===== Material provided

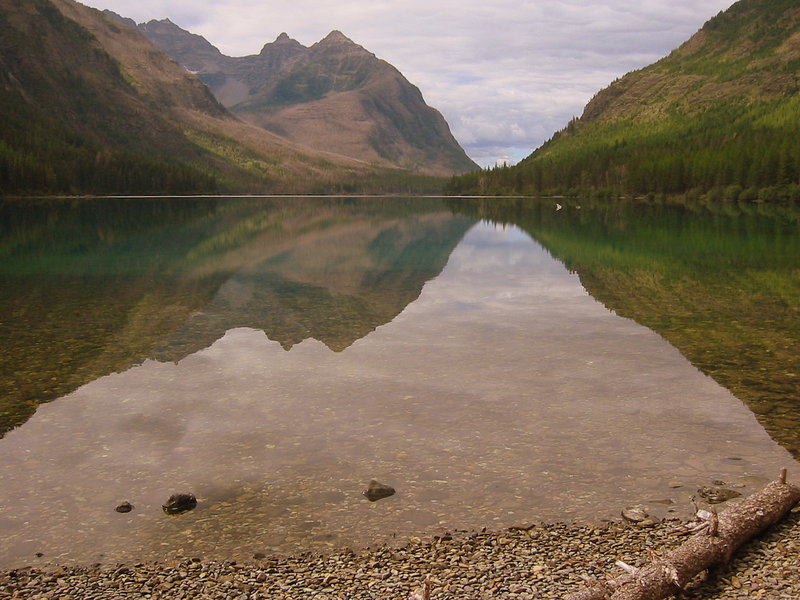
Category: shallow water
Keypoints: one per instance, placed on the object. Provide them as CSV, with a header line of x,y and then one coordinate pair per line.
x,y
496,392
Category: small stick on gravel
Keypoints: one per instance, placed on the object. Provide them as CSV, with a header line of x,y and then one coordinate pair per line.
x,y
715,546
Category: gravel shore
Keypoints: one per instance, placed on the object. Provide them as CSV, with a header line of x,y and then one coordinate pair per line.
x,y
547,561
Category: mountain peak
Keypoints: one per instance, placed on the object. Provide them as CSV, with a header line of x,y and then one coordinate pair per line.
x,y
337,37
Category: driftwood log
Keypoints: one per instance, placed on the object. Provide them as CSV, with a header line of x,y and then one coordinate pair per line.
x,y
713,546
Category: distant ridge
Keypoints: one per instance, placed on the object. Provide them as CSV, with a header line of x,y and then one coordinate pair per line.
x,y
334,95
90,106
718,118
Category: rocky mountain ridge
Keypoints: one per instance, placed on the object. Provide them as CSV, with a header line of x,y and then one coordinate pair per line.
x,y
333,95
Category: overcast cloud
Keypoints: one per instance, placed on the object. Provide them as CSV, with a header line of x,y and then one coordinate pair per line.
x,y
505,74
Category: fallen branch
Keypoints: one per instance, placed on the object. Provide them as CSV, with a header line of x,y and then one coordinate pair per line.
x,y
714,546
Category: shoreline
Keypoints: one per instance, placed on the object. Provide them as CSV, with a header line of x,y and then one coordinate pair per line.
x,y
547,561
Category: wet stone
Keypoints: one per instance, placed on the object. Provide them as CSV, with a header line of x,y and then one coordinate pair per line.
x,y
716,494
377,491
179,503
124,507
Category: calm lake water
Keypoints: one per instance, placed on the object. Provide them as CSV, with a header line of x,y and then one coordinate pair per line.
x,y
272,356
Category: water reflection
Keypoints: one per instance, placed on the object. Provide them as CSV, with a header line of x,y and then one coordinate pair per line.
x,y
721,281
503,394
93,287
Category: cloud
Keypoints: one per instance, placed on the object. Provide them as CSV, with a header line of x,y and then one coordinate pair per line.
x,y
505,74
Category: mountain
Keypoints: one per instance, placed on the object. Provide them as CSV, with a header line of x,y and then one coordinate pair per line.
x,y
91,106
333,95
719,118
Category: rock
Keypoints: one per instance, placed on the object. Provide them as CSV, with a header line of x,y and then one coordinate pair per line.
x,y
635,514
179,503
377,491
717,495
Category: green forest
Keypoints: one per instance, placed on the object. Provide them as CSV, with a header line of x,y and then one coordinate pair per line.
x,y
719,118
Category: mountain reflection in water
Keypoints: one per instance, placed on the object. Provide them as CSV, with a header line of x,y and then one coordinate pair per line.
x,y
501,395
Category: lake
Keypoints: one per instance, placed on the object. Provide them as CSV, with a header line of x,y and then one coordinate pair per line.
x,y
274,355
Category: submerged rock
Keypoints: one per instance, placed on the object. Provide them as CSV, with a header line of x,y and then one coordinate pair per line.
x,y
179,503
377,490
717,495
635,514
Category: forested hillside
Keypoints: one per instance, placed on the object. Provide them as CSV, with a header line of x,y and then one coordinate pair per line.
x,y
719,118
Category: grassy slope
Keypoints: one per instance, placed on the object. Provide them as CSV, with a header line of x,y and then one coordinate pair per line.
x,y
720,116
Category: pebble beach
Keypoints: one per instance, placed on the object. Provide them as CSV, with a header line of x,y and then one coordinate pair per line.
x,y
540,562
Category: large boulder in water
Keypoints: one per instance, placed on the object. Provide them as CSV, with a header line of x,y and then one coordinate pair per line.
x,y
179,503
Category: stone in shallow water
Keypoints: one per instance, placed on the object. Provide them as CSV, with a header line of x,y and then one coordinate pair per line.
x,y
377,491
179,503
635,514
717,495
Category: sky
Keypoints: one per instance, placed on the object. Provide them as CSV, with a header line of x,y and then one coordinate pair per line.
x,y
506,74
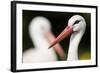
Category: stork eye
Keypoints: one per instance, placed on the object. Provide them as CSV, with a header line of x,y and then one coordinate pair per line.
x,y
76,22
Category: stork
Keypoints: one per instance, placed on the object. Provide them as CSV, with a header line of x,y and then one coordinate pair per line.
x,y
76,28
41,35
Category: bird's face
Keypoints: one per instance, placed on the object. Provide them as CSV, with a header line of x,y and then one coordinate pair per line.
x,y
75,24
39,26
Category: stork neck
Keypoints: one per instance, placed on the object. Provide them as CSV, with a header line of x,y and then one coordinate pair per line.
x,y
73,46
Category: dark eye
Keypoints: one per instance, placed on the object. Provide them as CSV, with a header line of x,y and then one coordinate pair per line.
x,y
76,22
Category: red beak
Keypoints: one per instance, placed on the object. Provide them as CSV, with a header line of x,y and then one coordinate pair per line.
x,y
65,33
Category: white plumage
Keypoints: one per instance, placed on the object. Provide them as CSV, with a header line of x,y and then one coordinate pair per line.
x,y
38,26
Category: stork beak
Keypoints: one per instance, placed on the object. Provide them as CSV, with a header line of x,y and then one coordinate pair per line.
x,y
65,33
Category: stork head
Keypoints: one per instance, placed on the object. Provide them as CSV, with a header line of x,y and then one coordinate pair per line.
x,y
38,26
76,24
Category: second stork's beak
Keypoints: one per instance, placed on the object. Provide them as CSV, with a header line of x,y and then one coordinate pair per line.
x,y
65,33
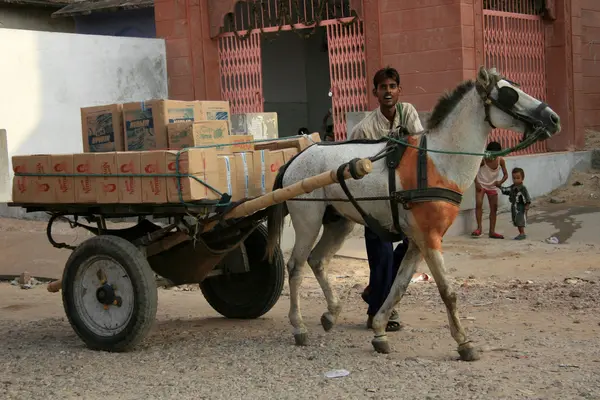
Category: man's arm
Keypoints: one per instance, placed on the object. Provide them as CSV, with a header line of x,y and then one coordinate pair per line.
x,y
413,123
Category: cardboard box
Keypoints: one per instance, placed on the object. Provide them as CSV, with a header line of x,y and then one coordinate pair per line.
x,y
85,185
154,188
298,143
201,163
277,159
146,122
129,188
212,110
184,135
32,189
259,125
193,134
260,163
233,144
226,175
288,154
244,176
102,128
106,187
64,186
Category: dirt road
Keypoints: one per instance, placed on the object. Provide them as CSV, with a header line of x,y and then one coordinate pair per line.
x,y
532,307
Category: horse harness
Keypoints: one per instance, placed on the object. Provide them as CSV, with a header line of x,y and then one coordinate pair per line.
x,y
393,153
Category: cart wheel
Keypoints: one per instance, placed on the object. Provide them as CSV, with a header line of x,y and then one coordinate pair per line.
x,y
251,294
109,293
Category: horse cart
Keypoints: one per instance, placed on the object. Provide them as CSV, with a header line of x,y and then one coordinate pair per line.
x,y
109,284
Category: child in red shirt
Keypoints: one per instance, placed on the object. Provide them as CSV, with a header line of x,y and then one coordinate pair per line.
x,y
487,183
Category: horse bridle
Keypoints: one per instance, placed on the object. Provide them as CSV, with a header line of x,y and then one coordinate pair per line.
x,y
506,100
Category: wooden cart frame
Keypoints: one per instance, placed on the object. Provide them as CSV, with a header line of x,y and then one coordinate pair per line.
x,y
109,284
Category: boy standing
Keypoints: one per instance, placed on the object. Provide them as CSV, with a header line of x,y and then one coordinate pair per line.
x,y
487,183
519,201
384,259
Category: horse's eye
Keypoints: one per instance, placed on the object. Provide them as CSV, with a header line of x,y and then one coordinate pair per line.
x,y
507,96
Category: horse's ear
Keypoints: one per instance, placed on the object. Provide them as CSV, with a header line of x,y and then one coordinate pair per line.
x,y
483,76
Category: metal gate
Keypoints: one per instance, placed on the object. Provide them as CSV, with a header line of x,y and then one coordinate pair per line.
x,y
241,72
347,71
514,44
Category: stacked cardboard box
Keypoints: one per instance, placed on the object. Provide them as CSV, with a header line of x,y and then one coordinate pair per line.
x,y
153,140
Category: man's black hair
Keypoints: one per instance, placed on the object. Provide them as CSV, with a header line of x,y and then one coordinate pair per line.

==========

* Aim:
Reproduce all of the items above verbatim, leaving out the pictures.

* Response to this task:
Category: shallow water
Keypoints: one per instance, placed on the object. Provide them as CSV, with a header line of x,y and then one coordinate pair per line.
x,y
496,392
Category: small stick on gravel
Keypoints: one per instance, placed on the object. Provide them as CSV, with a header line of x,y and then one coordinate pair per line.
x,y
715,546
Category: gravel shore
Keypoints: one per instance, placed on the object. Provide them as CSV, with a header line of x,y and then one coordinate pair per line.
x,y
547,561
Category: mountain peak
Keypoints: one per instance, placed on the object. Provide them as CSV, with a header line of x,y and then one coordinate pair per line.
x,y
337,37
Category: driftwood log
Keypoints: one per instance, placed on the object. Provide them as CSV, with a header line of x,y and then one coordinate pair per line.
x,y
713,546
Category: distant ridge
Keypoints: one per instance, placed on the object. Provide them as CSV, with a header line of x,y and then one coordinate pair per line.
x,y
334,95
90,106
718,118
Category: rocky mountain ridge
Keypoints: one per instance, placed on the object. Provide them as CSV, with a header line of x,y and then one coordinate pair per line.
x,y
333,95
Category: overcast cloud
Keypoints: one per instance, placed on the object. Provide them as CSV, with a header line of x,y and then one coordinate pair per line.
x,y
505,74
Category: fallen branch
Keypoints: one per instance, placed on the object. Provide them as CSV, with a header line of x,y and then one coordinate pair per line.
x,y
714,546
Category: shoreline
Keypoints: one per instance, placed on the object. Provide them as CSV, with a header line of x,y and then one coordinate pair per line.
x,y
547,561
Category: wet stone
Keypoints: one per instance, placed on the object. Provide them as CSV, with a header line of x,y and then one coordinate pair per line.
x,y
716,494
377,491
179,503
124,507
Category: calm lake water
Keypoints: one per instance, placed on the object. Provide them as CSV, with a header line of x,y and then one coordinate pair per line.
x,y
272,356
Category: water reflection
Keypoints: one per instance, placed on the object. Provide them as CSV, with a header line of x,y and then one coordinate pair per line.
x,y
721,281
503,394
93,287
Category: cloud
Keypoints: one per instance, placed on the object. Provide them as CSV, with a header line of x,y and then one coordinate pair per line.
x,y
505,74
Category: mountain
Keypoints: one per instance, placed on the object. Provide them as CSV, with a header line of x,y and then one coordinate pair per line.
x,y
91,106
333,95
719,118
Category: rock
Keypoints: one per instance, placed on the object. Provide them as CSV, with a header line of x,y and then one coordinate pair per line.
x,y
635,514
179,503
377,491
717,495
Category: green forest
Keypoints: one per instance, placed on the object. Provide them as CSV, with a header line of x,y and then one coordinate pair per line.
x,y
719,118
Category: mountain reflection in water
Keypoints: one per instance, placed on the object. Provide them as CSV, with a header line of x,y and then one coordinate pair per line.
x,y
501,395
Category: lake
Keypoints: one per instance, placed on the object. Provide them as CSV, with a header line of x,y and then one coordinate pair per line.
x,y
274,355
Category: submerged rock
Keypoints: one per instance, placed on the object. Provide them as CSV, with a header line of x,y and then one coordinate pair per line.
x,y
179,503
377,490
717,495
635,514
Category: forested hillside
Keypoints: one per instance, placed on the object. Provide them as CSV, with a header line of x,y and then one coordinate pair per line.
x,y
719,118
Category: grassy slope
Keypoints: one per instance, placed on the object. Provide them as CSV, with a header line of x,y and then one coordinate pair per line.
x,y
720,116
Category: pebble beach
Keypoints: one per instance, placed on the object. Provide them as CSV, with a header line of x,y and then one coordinate pair per line.
x,y
540,562
Category: large boulder in water
Keypoints: one per instance, placed on the object. Provide them as CSV, with a header line of x,y and then one coordinate pair per line.
x,y
179,503
Category: stone in shallow water
Keypoints: one per instance, placed on the object. Provide them as CSV, with a header line of x,y and then one coordinate pair per line.
x,y
377,491
179,503
635,514
717,495
Category: sky
Keypoints: one per instance, placed on the object. Provide them as CSV, with a header line of x,y and then one coordinate pair per line.
x,y
506,74
Category: stork eye
Keypoints: one per instance, placed on the object. Provide them as CSV, with a header line of x,y and then one coordinate pair per line.
x,y
76,22
Category: stork
Keypoints: one per instance, placed on the object. Provide them as CSV, with a header line of x,y and then one coordinate pair per line.
x,y
76,28
41,35
Category: bird's face
Keypoints: one per instance, placed on the object. Provide them as CSV, with a header line of x,y and then one coordinate pair per line.
x,y
75,24
39,26
Category: stork neck
Keypoints: one per instance, placed on the object. Provide them as CSV, with a header line of x,y and then one coordinate pair per line.
x,y
73,46
Category: dark eye
Keypoints: one per instance, placed on the object. Provide them as CSV, with a header line of x,y and then one coordinate pair per line.
x,y
76,22
Category: red beak
Keypoints: one per instance, placed on the object. Provide them as CSV, with a header line of x,y and then one coordinate pair per line.
x,y
65,33
Category: white plumage
Keypoints: one per instance, placed on the object. Provide them as CSV, with a header line of x,y and then one coordinate pair per line.
x,y
38,26
Category: stork beak
Keypoints: one per instance, placed on the object. Provide them as CSV, with a header line of x,y and then one coordinate pair per line.
x,y
65,33
Category: stork head
Keypoints: one per instance, placed on the object. Provide them as CSV, with a header line of x,y and then one coordinate pair per line.
x,y
38,26
76,24
Category: second stork's beak
Keypoints: one per instance, placed on the object. Provide them as CSV, with a header line of x,y and then one coordinate pair per line.
x,y
65,33
Category: man's arm
Keypoints: one per instance, placed on the object. Provide them as CSV, with a header line of x,y and then one coordinate pair per line.
x,y
413,123
Category: cardboard box
Keypoints: one per instance, placed on the object. Provide them as CSV, with a header line of x,y and then one coordinate pair per line.
x,y
85,185
154,188
298,143
201,163
277,159
146,122
129,188
212,110
184,135
32,189
259,125
193,134
260,163
233,144
226,175
288,154
244,176
102,128
106,187
64,186
Category: dirt road
Keypoints: one per instance, placed on the object. Provide them as CSV, with a header line of x,y and then one coordinate pair per line.
x,y
532,307
Category: horse harness
Keypoints: one per instance, placed on the object. Provide them as CSV, with a header line of x,y and then one coordinate pair per line.
x,y
393,153
Category: cart wheel
Keypoints: one per instance, placed on the object. Provide them as CSV, with a header line of x,y and then one coordinate pair per line.
x,y
251,294
109,293
Category: horse cart
Keypoints: one per instance, placed on the object. Provide them as CSV, with a header line of x,y and then one coordinate pair per line.
x,y
109,284
Category: child in red shirt
Keypoints: one per instance, placed on the object. Provide them as CSV, with a header line of x,y and then one coordinate pair per line.
x,y
487,183
Category: horse bridle
Keypoints: one per instance, placed on the object. Provide them as CSV, with a header line of x,y and then one coordinate pair per line.
x,y
506,100
Category: wooden cart frame
Keypoints: one per instance, placed on the object. Provide them as CSV, with a header line of x,y and then one coordinate pair per line.
x,y
109,284
Category: boy standing
Keypoints: one per instance, placed on the object. Provide them as CSV, with a header line of x,y and then one coordinate pair per line.
x,y
487,183
519,201
384,259
Category: horse's eye
Keypoints: one per instance, placed on the object. Provide them as CSV, with a header line of x,y and then one coordinate pair per line.
x,y
507,96
Category: horse's ear
Keypoints: one per instance, placed on the object. Provide them as CSV, with a header line of x,y and then one coordinate pair per line.
x,y
483,76
Category: metal gate
Keypoints: one per instance, placed on the object. Provide them as CSV, with a header line of x,y and then one coordinate pair per line.
x,y
241,72
347,71
514,44
Category: stacked cardboard box
Keypoints: one per instance, placed on the object. Provide them as CSV, with a header line of x,y and then one coordinate pair per line.
x,y
153,140
Category: man's black hair
Keypoints: one per instance, placed on the object. Provide them as CSV, with a header line of x,y and then one coordinate pair per line.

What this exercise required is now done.